→ TASK INSTRUCTIONS: Word for word, repeat the lines of the records from the one containing "Confirm that each instance of the crowd" through the last line, both included.

→ MATERIAL SUPPLIED:
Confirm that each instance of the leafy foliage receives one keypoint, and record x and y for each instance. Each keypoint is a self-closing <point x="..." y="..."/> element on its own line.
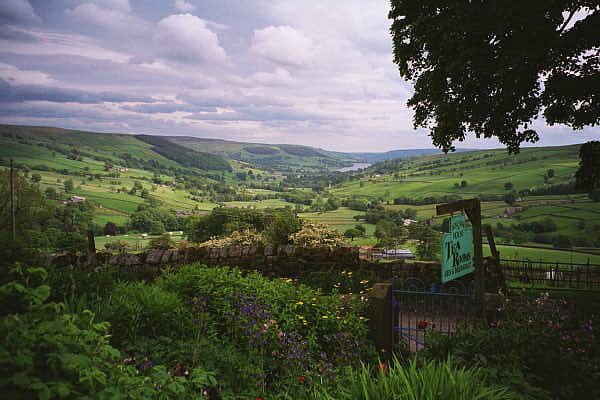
<point x="185" y="156"/>
<point x="477" y="67"/>
<point x="431" y="380"/>
<point x="539" y="347"/>
<point x="587" y="176"/>
<point x="314" y="234"/>
<point x="48" y="353"/>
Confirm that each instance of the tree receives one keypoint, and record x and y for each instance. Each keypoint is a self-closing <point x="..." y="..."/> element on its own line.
<point x="389" y="233"/>
<point x="110" y="229"/>
<point x="282" y="227"/>
<point x="429" y="243"/>
<point x="120" y="246"/>
<point x="352" y="233"/>
<point x="68" y="184"/>
<point x="51" y="193"/>
<point x="360" y="228"/>
<point x="587" y="176"/>
<point x="163" y="242"/>
<point x="491" y="69"/>
<point x="510" y="198"/>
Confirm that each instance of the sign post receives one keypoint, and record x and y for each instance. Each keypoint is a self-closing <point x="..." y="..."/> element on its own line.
<point x="457" y="250"/>
<point x="472" y="207"/>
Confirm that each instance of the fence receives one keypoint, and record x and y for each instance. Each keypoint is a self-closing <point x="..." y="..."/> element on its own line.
<point x="547" y="275"/>
<point x="419" y="309"/>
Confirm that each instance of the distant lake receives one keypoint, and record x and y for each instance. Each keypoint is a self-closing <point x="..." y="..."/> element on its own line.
<point x="354" y="167"/>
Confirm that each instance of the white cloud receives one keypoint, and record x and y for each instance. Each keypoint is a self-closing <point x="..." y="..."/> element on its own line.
<point x="18" y="11"/>
<point x="120" y="5"/>
<point x="186" y="38"/>
<point x="283" y="44"/>
<point x="53" y="44"/>
<point x="184" y="6"/>
<point x="107" y="18"/>
<point x="16" y="76"/>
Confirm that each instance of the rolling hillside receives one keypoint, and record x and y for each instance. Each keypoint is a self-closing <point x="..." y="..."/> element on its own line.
<point x="483" y="172"/>
<point x="276" y="157"/>
<point x="37" y="146"/>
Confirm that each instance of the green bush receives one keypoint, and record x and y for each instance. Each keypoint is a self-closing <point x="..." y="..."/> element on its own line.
<point x="538" y="347"/>
<point x="285" y="329"/>
<point x="47" y="353"/>
<point x="432" y="380"/>
<point x="140" y="309"/>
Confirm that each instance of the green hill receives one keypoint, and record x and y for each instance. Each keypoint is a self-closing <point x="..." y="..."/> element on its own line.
<point x="275" y="157"/>
<point x="474" y="173"/>
<point x="39" y="147"/>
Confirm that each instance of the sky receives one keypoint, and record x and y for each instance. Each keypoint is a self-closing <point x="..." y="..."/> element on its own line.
<point x="312" y="72"/>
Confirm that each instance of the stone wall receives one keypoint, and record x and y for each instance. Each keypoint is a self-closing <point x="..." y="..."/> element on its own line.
<point x="273" y="261"/>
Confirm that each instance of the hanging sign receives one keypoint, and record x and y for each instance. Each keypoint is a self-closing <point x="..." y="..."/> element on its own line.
<point x="457" y="249"/>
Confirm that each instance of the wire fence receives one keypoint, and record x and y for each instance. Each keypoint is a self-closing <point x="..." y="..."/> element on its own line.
<point x="551" y="275"/>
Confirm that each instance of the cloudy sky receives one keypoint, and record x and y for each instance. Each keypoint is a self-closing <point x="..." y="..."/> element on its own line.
<point x="314" y="72"/>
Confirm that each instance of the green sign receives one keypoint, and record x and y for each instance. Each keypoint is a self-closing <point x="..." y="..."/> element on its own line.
<point x="457" y="249"/>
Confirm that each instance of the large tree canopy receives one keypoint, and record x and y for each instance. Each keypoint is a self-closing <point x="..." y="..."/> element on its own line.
<point x="491" y="67"/>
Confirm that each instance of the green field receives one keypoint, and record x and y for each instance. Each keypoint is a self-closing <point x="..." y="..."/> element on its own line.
<point x="49" y="153"/>
<point x="485" y="172"/>
<point x="136" y="241"/>
<point x="540" y="254"/>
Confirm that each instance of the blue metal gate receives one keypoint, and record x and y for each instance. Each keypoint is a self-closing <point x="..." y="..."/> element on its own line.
<point x="419" y="309"/>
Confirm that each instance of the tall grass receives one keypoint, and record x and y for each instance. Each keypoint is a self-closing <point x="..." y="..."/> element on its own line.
<point x="432" y="380"/>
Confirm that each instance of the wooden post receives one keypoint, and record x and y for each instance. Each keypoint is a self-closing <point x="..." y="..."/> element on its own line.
<point x="472" y="207"/>
<point x="492" y="243"/>
<point x="91" y="247"/>
<point x="13" y="219"/>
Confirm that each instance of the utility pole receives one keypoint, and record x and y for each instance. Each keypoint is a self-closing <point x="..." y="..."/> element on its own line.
<point x="12" y="200"/>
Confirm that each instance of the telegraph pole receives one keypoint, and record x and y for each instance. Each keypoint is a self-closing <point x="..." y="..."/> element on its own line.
<point x="12" y="200"/>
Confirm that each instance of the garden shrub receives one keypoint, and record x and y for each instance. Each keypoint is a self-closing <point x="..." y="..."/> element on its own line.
<point x="287" y="329"/>
<point x="411" y="381"/>
<point x="47" y="353"/>
<point x="539" y="347"/>
<point x="141" y="309"/>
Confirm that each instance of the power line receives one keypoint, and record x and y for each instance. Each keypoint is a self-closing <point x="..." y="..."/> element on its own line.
<point x="12" y="200"/>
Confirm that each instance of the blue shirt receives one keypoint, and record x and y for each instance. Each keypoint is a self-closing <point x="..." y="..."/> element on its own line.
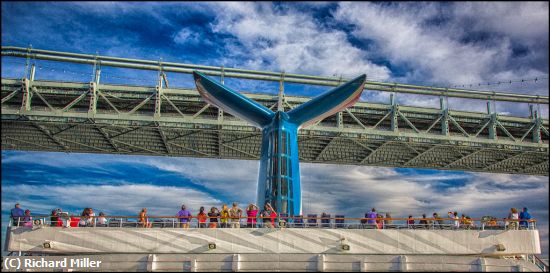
<point x="184" y="213"/>
<point x="17" y="212"/>
<point x="372" y="214"/>
<point x="524" y="215"/>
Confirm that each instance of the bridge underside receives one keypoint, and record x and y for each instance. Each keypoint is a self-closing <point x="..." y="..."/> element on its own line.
<point x="114" y="119"/>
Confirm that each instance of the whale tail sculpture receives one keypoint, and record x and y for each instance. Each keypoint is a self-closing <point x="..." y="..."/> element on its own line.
<point x="279" y="178"/>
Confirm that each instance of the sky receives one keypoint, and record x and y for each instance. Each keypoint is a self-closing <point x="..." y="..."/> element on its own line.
<point x="444" y="44"/>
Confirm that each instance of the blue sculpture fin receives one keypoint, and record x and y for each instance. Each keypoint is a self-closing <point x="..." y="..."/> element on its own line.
<point x="328" y="103"/>
<point x="231" y="101"/>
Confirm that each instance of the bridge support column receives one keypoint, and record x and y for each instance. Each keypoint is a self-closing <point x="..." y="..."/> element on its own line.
<point x="158" y="100"/>
<point x="235" y="263"/>
<point x="92" y="109"/>
<point x="363" y="265"/>
<point x="403" y="263"/>
<point x="394" y="114"/>
<point x="151" y="260"/>
<point x="536" y="129"/>
<point x="493" y="126"/>
<point x="27" y="95"/>
<point x="321" y="262"/>
<point x="481" y="264"/>
<point x="444" y="117"/>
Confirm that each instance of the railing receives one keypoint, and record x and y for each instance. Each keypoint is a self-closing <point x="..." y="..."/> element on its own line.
<point x="284" y="222"/>
<point x="538" y="262"/>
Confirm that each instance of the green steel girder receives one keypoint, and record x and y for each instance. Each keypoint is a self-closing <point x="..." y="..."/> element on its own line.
<point x="183" y="125"/>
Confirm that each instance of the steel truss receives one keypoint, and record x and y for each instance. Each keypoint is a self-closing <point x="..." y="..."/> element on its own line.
<point x="100" y="118"/>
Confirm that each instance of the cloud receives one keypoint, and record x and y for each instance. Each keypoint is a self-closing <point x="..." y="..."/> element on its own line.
<point x="126" y="199"/>
<point x="336" y="189"/>
<point x="289" y="40"/>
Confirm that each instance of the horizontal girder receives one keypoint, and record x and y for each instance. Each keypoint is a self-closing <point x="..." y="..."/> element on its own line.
<point x="83" y="117"/>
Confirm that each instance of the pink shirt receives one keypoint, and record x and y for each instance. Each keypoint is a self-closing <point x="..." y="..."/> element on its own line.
<point x="251" y="214"/>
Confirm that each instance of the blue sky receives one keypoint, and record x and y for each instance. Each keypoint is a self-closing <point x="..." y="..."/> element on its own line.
<point x="442" y="44"/>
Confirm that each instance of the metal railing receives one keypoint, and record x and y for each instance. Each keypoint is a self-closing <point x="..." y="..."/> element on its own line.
<point x="31" y="53"/>
<point x="281" y="222"/>
<point x="538" y="262"/>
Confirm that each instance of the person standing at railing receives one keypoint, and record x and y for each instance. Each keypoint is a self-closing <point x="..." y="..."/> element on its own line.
<point x="184" y="216"/>
<point x="17" y="214"/>
<point x="424" y="222"/>
<point x="454" y="215"/>
<point x="83" y="218"/>
<point x="224" y="216"/>
<point x="268" y="216"/>
<point x="202" y="218"/>
<point x="525" y="216"/>
<point x="251" y="214"/>
<point x="437" y="221"/>
<point x="514" y="215"/>
<point x="213" y="216"/>
<point x="55" y="220"/>
<point x="27" y="219"/>
<point x="388" y="220"/>
<point x="143" y="220"/>
<point x="379" y="221"/>
<point x="372" y="215"/>
<point x="101" y="220"/>
<point x="235" y="213"/>
<point x="410" y="222"/>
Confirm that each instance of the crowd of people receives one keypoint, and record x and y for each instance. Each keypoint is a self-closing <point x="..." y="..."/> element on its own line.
<point x="230" y="218"/>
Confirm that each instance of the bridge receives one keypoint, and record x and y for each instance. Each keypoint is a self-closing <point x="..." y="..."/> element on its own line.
<point x="161" y="120"/>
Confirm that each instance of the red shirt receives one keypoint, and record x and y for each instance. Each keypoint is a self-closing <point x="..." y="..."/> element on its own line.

→ RESPONSE TO THIS TASK:
Confirm that each instance of the crowd of people receives one keypoint, and record x and y for each instance. Each keypoint is a self-closing <point x="..." y="..."/> element on its own line.
<point x="230" y="218"/>
Confirm that each instance of the bridge receives one keypoint, and record x and y for each instance. Each keypoint is a self-closing <point x="..." y="..."/> element on its own line.
<point x="161" y="120"/>
Confirm that each instance of the red shirt receives one keypoint, and record x and y for each instance. Each keypoint is a self-closing <point x="..." y="..."/> element on its own line.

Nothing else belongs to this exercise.